▶ _EXERCISE PROMPT_: In the listing below, transcribe the line that contains "point(770, 660)" and all lines following it, ending with the last line. Add nothing.

▶ _ENTRIES PROVIDED_:
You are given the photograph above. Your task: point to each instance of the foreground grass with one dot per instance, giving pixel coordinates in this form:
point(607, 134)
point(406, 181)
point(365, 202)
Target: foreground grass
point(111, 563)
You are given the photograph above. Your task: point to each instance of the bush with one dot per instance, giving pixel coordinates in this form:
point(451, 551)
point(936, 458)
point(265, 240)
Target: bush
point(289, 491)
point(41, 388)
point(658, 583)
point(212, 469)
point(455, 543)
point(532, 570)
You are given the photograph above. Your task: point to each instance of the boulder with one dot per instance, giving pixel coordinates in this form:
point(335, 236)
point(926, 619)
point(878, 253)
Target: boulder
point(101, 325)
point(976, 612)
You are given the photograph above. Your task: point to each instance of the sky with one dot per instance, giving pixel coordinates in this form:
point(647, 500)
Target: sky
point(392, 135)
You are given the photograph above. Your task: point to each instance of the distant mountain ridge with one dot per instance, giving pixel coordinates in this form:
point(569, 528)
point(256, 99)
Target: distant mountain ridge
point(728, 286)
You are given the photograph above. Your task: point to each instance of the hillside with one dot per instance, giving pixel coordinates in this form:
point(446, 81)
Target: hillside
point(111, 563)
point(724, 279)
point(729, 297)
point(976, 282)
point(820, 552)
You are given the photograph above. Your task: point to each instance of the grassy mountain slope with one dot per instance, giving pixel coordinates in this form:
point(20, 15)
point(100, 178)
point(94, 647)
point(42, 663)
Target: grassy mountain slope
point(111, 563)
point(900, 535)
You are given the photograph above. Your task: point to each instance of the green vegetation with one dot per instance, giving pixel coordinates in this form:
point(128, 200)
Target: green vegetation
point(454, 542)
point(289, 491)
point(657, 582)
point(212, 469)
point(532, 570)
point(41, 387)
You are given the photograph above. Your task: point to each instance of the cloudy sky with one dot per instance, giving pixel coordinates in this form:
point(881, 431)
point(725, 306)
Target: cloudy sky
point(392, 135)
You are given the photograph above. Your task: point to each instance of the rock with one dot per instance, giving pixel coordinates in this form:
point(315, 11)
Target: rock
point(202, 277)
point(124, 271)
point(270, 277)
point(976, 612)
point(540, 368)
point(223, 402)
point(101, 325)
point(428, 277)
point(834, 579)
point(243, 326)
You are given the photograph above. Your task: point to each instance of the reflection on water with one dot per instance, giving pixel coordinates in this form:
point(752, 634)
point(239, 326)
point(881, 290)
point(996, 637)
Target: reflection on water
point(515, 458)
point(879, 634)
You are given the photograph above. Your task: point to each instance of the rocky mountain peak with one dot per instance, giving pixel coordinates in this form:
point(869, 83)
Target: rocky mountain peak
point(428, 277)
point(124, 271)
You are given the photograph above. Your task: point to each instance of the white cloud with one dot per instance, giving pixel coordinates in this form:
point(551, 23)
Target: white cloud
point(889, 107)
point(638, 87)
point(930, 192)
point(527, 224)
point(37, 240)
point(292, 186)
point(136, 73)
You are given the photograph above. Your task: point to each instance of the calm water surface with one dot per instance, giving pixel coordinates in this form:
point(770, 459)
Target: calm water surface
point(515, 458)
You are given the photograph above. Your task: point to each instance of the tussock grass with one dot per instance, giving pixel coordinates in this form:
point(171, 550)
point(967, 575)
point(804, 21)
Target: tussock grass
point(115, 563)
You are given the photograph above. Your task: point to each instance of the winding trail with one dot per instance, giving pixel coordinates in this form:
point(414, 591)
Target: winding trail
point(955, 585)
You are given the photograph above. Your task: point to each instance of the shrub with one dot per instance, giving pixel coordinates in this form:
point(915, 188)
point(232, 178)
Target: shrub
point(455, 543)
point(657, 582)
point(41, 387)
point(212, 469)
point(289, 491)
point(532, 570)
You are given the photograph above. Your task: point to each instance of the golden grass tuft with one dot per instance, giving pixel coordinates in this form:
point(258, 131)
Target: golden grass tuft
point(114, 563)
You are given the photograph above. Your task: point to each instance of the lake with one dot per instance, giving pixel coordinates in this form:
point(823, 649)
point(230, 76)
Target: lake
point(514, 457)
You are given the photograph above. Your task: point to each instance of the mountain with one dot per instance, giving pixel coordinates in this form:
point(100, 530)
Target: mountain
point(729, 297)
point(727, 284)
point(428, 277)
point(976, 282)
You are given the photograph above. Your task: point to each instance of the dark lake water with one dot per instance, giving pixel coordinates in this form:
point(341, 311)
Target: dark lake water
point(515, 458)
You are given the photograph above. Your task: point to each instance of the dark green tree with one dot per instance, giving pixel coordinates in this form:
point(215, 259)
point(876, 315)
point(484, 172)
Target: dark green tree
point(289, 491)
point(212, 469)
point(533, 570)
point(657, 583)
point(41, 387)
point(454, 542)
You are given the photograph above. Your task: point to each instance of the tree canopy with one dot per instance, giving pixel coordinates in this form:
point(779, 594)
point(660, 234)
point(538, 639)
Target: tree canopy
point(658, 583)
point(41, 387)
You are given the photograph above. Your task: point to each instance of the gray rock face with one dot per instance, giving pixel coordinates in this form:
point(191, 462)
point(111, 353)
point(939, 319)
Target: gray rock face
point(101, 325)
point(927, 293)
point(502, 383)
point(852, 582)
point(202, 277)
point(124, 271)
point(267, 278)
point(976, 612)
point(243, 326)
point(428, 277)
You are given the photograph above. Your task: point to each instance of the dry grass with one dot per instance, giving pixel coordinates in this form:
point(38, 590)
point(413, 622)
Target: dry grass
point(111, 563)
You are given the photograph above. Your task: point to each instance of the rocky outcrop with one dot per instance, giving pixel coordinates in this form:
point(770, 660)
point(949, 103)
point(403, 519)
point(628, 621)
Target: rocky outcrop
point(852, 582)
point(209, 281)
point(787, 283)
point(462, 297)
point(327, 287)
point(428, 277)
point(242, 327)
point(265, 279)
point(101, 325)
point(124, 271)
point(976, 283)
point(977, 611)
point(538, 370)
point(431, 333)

▶ _EXERCISE SOLUTION_:
point(770, 660)
point(949, 103)
point(403, 519)
point(628, 621)
Target: rocky outcrop
point(852, 582)
point(209, 281)
point(787, 283)
point(462, 297)
point(327, 287)
point(428, 277)
point(242, 327)
point(265, 279)
point(101, 325)
point(124, 271)
point(976, 283)
point(977, 611)
point(538, 370)
point(431, 333)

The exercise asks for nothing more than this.